--- BEGIN SELECTION ---

Ph. D. Project
Sparse algorithms for inverse problems involving highly resolved signals and images
2016/10/01 - 2019/11/18
Other supervisor(s):

This PhD thesis is about ill-posed inverse problems regularized by sparsity. In the last decade, the signal and image processing community has witnessed a tremendous interest in sparse representations, and many sparse inversion algorithms were proposed. However, most algorithms have strong limitations when dealing with highly resolved signals, because the dictionary then becomes highly redundant. In such a case, more involved algorithms need to be proposed.

In the French ANR BECOSE project, the proposed algorithms will be assessed in the context of tomographic Particle Image Velocimetry (PIV), a rapidly growing imaging technique giving rise to a difficult 3D non-negative image reconstruction problem. In this application, a main bottleneck is to design effective algorithms capable of reconstructing highly resolved images for various sparsity levels.

--- END SELECTION ---
--- BEGIN SUPPLIED MATERIAL ---

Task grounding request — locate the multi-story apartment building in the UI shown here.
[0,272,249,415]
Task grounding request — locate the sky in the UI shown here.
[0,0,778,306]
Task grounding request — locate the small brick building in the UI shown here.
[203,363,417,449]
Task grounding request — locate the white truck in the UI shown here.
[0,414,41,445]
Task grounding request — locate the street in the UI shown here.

--- END SUPPLIED MATERIAL ---

(COMPLETE THE FOLLOWING):
1. Return the passage of the PhD project description from "This PhD thesis" up to and including "various sparsity levels.", copied word for word.
2. Summarize the PhD project description in two sentences.
3. According to the PhD project description, what makes most sparse algorithms struggle with highly resolved signals?

(ANSWERS TO THE EXERCISES):
1.
This PhD thesis is about ill-posed inverse problems regularized by sparsity. In the last decade, the signal and image processing community has witnessed a tremendous interest in sparse representations, and many sparse inversion algorithms were proposed. However, most algorithms have strong limitations when dealing with highly resolved signals, because the dictionary then becomes highly redundant. In such a case, more involved algorithms need to be proposed.

In the French ANR BECOSE project, the proposed algorithms will be assessed in the context of tomographic Particle Image Velocimetry (PIV), a rapidly growing imaging technique giving rise to a difficult 3D non-negative image reconstruction problem. In this application, a main bottleneck is to design effective algorithms capable of reconstructing highly resolved images for various sparsity levels.

2. The thesis addresses ill-posed inverse problems regularized by sparsity, an area where most sparse inversion algorithms have strong limitations on highly resolved signals because the dictionary becomes highly redundant. In the French ANR BECOSE project, the proposed algorithms will be assessed on tomographic Particle Image Velocimetry (PIV), which gives rise to a difficult 3D non-negative image reconstruction problem.

3. The dictionary becomes highly redundant.